- ACTION ITEM: All entries are to be repeated exactly as shown below.

- SOURCE MATERIAL:
============================================================
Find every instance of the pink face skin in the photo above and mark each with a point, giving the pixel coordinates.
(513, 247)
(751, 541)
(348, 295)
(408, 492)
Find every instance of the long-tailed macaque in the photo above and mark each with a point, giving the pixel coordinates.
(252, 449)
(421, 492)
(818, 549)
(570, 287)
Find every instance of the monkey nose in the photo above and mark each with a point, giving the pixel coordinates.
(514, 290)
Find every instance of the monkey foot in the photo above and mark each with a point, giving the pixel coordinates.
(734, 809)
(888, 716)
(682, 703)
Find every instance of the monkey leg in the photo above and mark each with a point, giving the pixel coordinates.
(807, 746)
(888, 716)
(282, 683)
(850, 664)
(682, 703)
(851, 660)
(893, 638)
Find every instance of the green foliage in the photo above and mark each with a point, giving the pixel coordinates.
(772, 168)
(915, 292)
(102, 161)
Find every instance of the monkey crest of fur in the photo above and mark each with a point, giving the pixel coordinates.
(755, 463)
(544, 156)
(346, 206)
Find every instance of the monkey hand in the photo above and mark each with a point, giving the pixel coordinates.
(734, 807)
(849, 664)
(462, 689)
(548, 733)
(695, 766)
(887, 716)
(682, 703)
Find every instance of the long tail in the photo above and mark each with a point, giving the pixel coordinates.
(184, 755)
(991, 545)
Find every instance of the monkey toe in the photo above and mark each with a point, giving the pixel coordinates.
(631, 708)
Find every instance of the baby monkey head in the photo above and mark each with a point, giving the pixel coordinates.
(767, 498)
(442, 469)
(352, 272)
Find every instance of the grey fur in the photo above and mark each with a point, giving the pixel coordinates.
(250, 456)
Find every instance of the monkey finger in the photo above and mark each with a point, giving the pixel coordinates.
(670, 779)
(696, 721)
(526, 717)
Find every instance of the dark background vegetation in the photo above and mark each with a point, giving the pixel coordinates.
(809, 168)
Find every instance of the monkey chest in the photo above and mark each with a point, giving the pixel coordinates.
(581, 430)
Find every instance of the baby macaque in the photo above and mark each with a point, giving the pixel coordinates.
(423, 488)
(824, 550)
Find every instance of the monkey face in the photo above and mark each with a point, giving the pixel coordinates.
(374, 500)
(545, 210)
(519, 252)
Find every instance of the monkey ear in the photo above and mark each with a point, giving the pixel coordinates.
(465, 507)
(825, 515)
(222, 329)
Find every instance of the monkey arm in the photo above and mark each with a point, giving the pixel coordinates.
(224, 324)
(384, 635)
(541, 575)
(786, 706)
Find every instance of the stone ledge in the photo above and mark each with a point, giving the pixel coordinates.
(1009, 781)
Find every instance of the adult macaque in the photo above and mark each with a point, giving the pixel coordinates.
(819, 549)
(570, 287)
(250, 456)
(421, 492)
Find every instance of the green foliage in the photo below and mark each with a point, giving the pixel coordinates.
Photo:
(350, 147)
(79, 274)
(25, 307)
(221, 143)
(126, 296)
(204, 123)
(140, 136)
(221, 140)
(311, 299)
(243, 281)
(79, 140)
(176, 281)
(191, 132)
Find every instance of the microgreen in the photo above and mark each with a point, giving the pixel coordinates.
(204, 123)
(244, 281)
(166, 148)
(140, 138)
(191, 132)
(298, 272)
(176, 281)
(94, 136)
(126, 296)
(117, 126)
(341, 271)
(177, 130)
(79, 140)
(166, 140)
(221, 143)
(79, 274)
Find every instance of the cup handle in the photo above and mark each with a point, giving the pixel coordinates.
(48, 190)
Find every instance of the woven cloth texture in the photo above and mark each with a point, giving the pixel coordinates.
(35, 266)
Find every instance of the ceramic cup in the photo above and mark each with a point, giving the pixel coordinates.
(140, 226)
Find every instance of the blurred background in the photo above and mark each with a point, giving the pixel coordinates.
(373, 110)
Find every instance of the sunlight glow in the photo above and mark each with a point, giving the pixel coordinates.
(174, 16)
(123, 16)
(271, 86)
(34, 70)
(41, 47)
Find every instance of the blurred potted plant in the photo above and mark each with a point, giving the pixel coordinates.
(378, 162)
============================================================
- RESPONSE AREA:
Find every instance of the pink face skin in the photo above and mark each with a point, giving the pixel coordinates.
(513, 247)
(751, 541)
(348, 295)
(408, 492)
Find every instance of the long-tailed macaque in the photo above and mark each with a point, giving the pixel coordinates.
(252, 449)
(421, 492)
(818, 549)
(570, 287)
Find every instance of the monkey nose in the photo above and mark each with a point, giving the pixel coordinates.
(514, 290)
Find every instance of the monkey foot in the photo above and mark each with a point, giving the pixel coordinates.
(734, 809)
(888, 716)
(682, 703)
Find every instance of the monkey leg in the photo above and mark each with a point, giving the pixel coordinates.
(807, 746)
(888, 716)
(282, 683)
(850, 664)
(682, 703)
(851, 660)
(893, 638)
Find every instance of the green foliage in the photo above and mark each with a point, giving the pixel coordinates.
(772, 168)
(915, 292)
(102, 161)
Find every instance of the monkey crest of fur in the photo above and mark each with a point, giving the pixel coordinates.
(755, 463)
(544, 156)
(346, 206)
Find every instance of the monkey hand in the photo above and mark each with a point, giving the pixel coordinates.
(734, 807)
(849, 664)
(462, 689)
(548, 733)
(695, 766)
(887, 716)
(682, 703)
Find every instance of the long tail in the photo above and mark each with a point, giving the pixel coordinates.
(184, 755)
(991, 545)
Find every instance of the monkey toe in the photo above and mark each with a point, giving the pixel coordinates.
(631, 708)
Find every instance of the baby monkey head in the photo above and mark each with a point, giving the pixel coordinates.
(767, 498)
(442, 469)
(352, 272)
Find every instance of the grey fur in the photo above and mark each with a point, giving the pixel coordinates.
(250, 456)
Find every instance of the monkey finger in the photo above and mark each with a point, giving the pixel coordinates.
(670, 779)
(696, 721)
(526, 717)
Find every instance of the dark background vegetation in the photo above and mark each with a point, giving the pixel coordinates.
(809, 168)
Find every instance of the monkey chest in the photo above and mark each with a point, giving the pixel coordinates.
(581, 430)
Find every instance of the baby macaque in the photo above and mark each with a point, giving the pixel coordinates.
(423, 488)
(824, 550)
Find every instance of the monkey face in the photo above and mark each with a point, giving the pixel coordinates.
(374, 500)
(545, 210)
(519, 252)
Find every instance of the monkey ear in the photo above and mark each with a point, giving the pixel coordinates.
(465, 507)
(825, 515)
(222, 329)
Find every instance of the monkey arm in the photo above and mark each with a point, giving the pixel coordinates.
(224, 324)
(384, 635)
(541, 575)
(786, 706)
Find every instance of the stone ledge in the photo above and mark each with a point, giving the pixel coordinates.
(1009, 781)
Find every instance of the adult macaque in the photo above and mark each with a point, giving the pixel coordinates.
(819, 549)
(570, 287)
(250, 456)
(421, 492)
Find every instance of the green foliage in the photo below and mark each with a point, giving the pixel coordinates.
Photo:
(350, 147)
(79, 274)
(25, 307)
(221, 143)
(126, 296)
(204, 123)
(140, 136)
(221, 140)
(311, 299)
(243, 281)
(79, 140)
(176, 281)
(191, 132)
Find every instance of the microgreen in the photo above and mark each with a point, giving the pixel coordinates.
(204, 123)
(244, 281)
(166, 148)
(140, 138)
(191, 132)
(298, 272)
(176, 281)
(94, 136)
(126, 296)
(117, 126)
(341, 271)
(177, 130)
(79, 140)
(166, 140)
(221, 143)
(79, 274)
Find every instance of the cup handle in the photo above and mark each with a point, giving the pixel coordinates.
(48, 190)
Find every instance of the woven cloth texture in the photo above and mark each with a point, giving the pixel coordinates.
(35, 266)
Find every instance of the ceramic cup in the photo above and mark each with a point, giving the pixel coordinates.
(140, 226)
Find every instance of the blurred background in the photo above and mark each with a point, giving the pixel coordinates.
(373, 110)
Find every instance of the sunlight glow in the photo above and mark each with a point, giving the pixel coordinates.
(174, 16)
(123, 16)
(271, 86)
(34, 70)
(41, 47)
Find every instance of the blurred potted plant in the photo above and mark each with a point, giving the pixel coordinates.
(378, 162)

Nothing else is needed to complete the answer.